* What you are asked to do: Of the entries below, restate word for word only the section that runs from the line with "TARGET = stainless steel microwave" to the line with "TARGET = cabinet door", counting both ends.

(Dataset entries)
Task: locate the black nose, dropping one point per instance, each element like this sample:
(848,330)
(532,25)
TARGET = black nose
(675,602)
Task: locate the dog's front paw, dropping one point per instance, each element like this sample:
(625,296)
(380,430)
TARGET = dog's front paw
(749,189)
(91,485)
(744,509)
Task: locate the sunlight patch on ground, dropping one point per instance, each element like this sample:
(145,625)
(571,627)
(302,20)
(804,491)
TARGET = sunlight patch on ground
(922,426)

...

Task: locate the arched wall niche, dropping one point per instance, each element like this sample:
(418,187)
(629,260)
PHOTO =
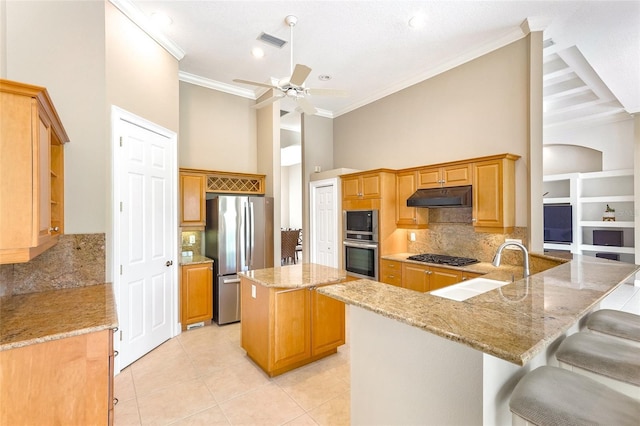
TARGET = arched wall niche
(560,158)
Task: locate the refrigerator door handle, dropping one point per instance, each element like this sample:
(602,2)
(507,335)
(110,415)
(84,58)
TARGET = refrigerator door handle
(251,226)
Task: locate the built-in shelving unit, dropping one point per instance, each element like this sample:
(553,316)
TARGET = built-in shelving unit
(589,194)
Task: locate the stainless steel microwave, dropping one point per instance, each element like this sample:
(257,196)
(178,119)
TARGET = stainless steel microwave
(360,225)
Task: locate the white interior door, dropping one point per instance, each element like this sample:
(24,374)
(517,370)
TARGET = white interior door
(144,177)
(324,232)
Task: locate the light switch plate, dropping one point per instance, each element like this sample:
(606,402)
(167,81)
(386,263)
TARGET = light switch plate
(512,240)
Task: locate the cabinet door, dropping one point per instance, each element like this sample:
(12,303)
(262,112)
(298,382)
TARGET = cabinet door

* * *

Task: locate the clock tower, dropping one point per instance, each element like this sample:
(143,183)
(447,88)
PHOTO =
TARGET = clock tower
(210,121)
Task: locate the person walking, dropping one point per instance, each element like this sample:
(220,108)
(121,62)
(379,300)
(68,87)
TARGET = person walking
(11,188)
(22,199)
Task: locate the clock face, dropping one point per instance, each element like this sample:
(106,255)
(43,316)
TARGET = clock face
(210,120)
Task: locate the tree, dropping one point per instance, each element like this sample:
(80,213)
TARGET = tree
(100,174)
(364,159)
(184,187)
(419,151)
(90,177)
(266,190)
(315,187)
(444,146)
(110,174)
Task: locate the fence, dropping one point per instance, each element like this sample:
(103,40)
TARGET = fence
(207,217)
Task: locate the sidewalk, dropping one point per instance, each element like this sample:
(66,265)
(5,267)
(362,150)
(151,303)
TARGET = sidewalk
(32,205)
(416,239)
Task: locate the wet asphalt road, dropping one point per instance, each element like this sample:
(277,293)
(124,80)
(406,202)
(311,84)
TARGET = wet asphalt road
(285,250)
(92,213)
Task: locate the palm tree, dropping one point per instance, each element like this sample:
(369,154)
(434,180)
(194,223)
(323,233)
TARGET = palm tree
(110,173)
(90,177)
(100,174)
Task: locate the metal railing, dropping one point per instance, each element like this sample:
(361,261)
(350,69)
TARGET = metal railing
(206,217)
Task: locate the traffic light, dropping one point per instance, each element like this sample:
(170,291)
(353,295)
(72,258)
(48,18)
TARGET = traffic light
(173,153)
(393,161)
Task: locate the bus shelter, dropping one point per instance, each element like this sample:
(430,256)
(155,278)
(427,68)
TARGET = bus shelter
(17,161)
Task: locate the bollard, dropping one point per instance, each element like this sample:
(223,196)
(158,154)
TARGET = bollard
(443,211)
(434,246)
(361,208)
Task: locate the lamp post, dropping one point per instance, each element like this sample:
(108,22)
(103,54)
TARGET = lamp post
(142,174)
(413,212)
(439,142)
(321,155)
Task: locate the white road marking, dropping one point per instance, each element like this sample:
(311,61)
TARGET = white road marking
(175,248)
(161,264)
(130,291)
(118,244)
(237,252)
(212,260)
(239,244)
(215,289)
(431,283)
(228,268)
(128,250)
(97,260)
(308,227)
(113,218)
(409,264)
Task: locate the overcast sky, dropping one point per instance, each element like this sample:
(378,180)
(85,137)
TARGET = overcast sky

* Solution below:
TARGET = stainless steel microwave
(360,225)
Task: locate the white interior door, dropping one point per instance, each element like this sample:
(24,374)
(517,370)
TARGET = white interior door
(144,177)
(324,232)
Task: locate the light switch plate, dropping one point per instance, each element like this sample:
(606,402)
(167,81)
(386,263)
TARGET = light switch plate
(512,240)
Task: locate the cabinet door, dropping one point per instance, each element like this sample:
(12,303)
(262,112)
(298,382)
TARGET = cabinet door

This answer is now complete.